§ **Directions for this task**:
Please repeat the lines of the material below exactly, starting with the one that contains "value: weathered plaster wall" and ending with the last.

§ **Input records**:

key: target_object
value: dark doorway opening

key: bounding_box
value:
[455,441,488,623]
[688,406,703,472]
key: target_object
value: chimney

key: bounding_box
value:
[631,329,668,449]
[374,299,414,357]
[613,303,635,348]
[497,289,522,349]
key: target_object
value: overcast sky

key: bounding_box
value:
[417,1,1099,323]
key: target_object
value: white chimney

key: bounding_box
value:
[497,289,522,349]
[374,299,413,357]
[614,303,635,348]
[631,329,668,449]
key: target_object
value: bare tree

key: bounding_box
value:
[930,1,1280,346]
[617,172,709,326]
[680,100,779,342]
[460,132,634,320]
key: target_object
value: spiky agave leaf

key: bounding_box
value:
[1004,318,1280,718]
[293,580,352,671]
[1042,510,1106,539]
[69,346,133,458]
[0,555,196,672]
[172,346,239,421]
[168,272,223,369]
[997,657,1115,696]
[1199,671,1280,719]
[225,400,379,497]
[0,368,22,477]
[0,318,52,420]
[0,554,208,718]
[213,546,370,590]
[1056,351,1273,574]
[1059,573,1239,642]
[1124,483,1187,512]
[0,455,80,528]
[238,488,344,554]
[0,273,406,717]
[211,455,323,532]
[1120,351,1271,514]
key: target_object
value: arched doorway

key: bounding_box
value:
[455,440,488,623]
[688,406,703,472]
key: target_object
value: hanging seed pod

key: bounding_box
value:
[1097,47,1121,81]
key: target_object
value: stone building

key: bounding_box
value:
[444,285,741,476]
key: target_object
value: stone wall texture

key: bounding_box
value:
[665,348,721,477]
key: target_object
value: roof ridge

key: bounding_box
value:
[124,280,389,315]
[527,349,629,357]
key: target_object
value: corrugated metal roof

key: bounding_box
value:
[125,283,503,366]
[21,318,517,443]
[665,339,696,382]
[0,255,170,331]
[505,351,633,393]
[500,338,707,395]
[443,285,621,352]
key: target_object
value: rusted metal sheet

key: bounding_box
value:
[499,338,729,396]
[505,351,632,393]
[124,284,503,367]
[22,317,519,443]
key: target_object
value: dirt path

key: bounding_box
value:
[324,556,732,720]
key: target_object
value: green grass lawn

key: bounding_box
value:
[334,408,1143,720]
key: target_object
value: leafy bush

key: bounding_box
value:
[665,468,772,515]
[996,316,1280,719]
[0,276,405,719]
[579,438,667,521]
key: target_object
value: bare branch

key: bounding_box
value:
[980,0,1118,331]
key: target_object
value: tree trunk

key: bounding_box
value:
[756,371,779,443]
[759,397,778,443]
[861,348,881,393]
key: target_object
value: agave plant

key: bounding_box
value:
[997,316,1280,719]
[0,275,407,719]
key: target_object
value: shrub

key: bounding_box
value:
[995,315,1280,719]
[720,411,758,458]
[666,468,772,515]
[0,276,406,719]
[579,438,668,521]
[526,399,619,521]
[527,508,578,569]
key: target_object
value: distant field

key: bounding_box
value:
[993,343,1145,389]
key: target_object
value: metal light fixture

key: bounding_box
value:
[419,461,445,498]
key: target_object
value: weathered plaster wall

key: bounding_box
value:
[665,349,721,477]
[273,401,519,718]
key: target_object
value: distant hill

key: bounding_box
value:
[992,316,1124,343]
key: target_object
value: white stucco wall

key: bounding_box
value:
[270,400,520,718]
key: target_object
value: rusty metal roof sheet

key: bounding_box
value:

§ **Answer to this task**:
value: weathered plaster wall

key: bounding_box
value:
[665,349,721,477]
[273,401,519,718]
key: target_object
value: distant hill

key: bounding_box
value:
[992,316,1124,343]
key: target_object
value: white stucco wall

key: bounding_box
value:
[270,400,520,718]
key: target_object
value: rusty metal roof sheet

key: bounding_box
value:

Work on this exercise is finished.